◆ **INFORMATION GIVEN**:
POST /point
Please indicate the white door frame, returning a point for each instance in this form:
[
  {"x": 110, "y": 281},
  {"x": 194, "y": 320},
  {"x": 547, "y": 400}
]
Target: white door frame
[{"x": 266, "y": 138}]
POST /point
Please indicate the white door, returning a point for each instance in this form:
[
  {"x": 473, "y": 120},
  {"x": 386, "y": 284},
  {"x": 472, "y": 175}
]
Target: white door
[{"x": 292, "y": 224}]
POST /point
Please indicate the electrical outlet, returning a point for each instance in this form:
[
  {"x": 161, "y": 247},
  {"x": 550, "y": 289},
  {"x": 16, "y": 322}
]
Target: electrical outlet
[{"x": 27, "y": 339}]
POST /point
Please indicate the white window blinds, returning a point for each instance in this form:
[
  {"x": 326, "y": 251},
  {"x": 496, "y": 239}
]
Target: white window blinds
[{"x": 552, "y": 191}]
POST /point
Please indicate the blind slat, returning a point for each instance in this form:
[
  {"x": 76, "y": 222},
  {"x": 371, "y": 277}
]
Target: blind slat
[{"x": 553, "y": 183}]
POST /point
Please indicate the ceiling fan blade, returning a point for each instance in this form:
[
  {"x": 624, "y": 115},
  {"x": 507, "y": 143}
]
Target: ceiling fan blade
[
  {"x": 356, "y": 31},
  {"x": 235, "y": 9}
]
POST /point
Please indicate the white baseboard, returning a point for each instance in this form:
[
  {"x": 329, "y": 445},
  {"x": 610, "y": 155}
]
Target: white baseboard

◆ **WORK TO BE COMPLETED**: Reproduce all of the records exactly.

◆ **RESULT FOR THIS TASK**:
POST /point
Please indicate the white door frame, returning a point for each instance in this form:
[
  {"x": 110, "y": 281},
  {"x": 194, "y": 320},
  {"x": 547, "y": 400}
]
Target: white door frame
[{"x": 266, "y": 138}]
POST /point
Please indicate the white door, returning a point for each instance in this form:
[
  {"x": 473, "y": 120},
  {"x": 386, "y": 284},
  {"x": 472, "y": 175}
]
Target: white door
[{"x": 292, "y": 224}]
POST /point
Please indicate the electrical outlet, returning a point for each instance in this form:
[
  {"x": 161, "y": 247},
  {"x": 550, "y": 289},
  {"x": 16, "y": 322}
]
Target: electrical outlet
[{"x": 27, "y": 339}]
POST /point
Please indicate the white window blinds, returning a point for each instance in this form:
[
  {"x": 326, "y": 251},
  {"x": 496, "y": 239}
]
Target: white window blinds
[{"x": 552, "y": 191}]
POST /point
Please indicate the blind slat, returning a point for each instance in this form:
[
  {"x": 76, "y": 222},
  {"x": 371, "y": 277}
]
Target: blind slat
[{"x": 553, "y": 183}]
POST /point
Please indicate the ceiling fan blade, returning a point for each instance in this form:
[
  {"x": 624, "y": 115},
  {"x": 507, "y": 143}
]
Target: ceiling fan blade
[
  {"x": 356, "y": 31},
  {"x": 235, "y": 9}
]
POST /point
Please indicate the white baseboard, returning a point for each instance in this form:
[
  {"x": 329, "y": 445},
  {"x": 610, "y": 155}
]
Target: white baseboard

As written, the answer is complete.